-- WORK INSTRUCTIONS --
How many lines of the listing below contain the string "Detector"? Give only the number.

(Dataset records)
★ ★ ★ ★
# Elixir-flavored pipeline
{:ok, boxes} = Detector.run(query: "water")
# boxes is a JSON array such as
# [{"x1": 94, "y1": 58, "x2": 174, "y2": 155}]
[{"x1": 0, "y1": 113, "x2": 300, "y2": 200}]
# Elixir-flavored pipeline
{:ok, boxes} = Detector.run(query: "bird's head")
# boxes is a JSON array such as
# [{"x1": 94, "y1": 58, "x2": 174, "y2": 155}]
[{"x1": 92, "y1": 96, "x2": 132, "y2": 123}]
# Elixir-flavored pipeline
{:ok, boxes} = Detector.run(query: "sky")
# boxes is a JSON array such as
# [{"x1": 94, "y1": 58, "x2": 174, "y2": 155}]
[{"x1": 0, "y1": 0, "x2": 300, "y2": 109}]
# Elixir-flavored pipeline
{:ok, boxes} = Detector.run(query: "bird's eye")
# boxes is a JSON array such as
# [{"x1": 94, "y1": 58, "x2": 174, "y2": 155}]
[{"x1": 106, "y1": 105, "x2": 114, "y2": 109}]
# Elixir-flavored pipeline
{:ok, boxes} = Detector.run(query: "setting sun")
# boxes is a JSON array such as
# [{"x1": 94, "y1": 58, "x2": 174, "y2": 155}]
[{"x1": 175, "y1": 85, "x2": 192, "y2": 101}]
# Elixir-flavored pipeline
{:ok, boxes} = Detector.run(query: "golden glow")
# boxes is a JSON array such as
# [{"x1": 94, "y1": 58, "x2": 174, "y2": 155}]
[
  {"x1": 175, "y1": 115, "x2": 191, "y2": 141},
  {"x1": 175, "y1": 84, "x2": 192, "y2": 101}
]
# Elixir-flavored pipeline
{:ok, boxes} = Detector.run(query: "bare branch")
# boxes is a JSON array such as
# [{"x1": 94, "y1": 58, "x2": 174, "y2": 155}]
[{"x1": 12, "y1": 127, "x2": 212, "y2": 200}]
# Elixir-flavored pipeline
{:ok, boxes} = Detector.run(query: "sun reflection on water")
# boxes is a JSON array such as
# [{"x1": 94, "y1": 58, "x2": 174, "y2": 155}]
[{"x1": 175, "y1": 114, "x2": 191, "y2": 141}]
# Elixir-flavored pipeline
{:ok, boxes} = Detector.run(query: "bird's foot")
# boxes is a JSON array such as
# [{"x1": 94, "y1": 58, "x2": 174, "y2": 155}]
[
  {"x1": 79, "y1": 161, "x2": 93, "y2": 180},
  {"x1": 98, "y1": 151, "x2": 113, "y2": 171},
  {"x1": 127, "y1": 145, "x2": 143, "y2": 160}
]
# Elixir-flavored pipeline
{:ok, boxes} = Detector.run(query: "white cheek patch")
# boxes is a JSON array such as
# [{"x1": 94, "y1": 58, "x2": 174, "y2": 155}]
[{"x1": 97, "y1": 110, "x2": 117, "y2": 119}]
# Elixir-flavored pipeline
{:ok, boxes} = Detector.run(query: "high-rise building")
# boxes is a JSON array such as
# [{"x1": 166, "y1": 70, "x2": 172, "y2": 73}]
★ ★ ★ ★
-- WORKED SOLUTION --
11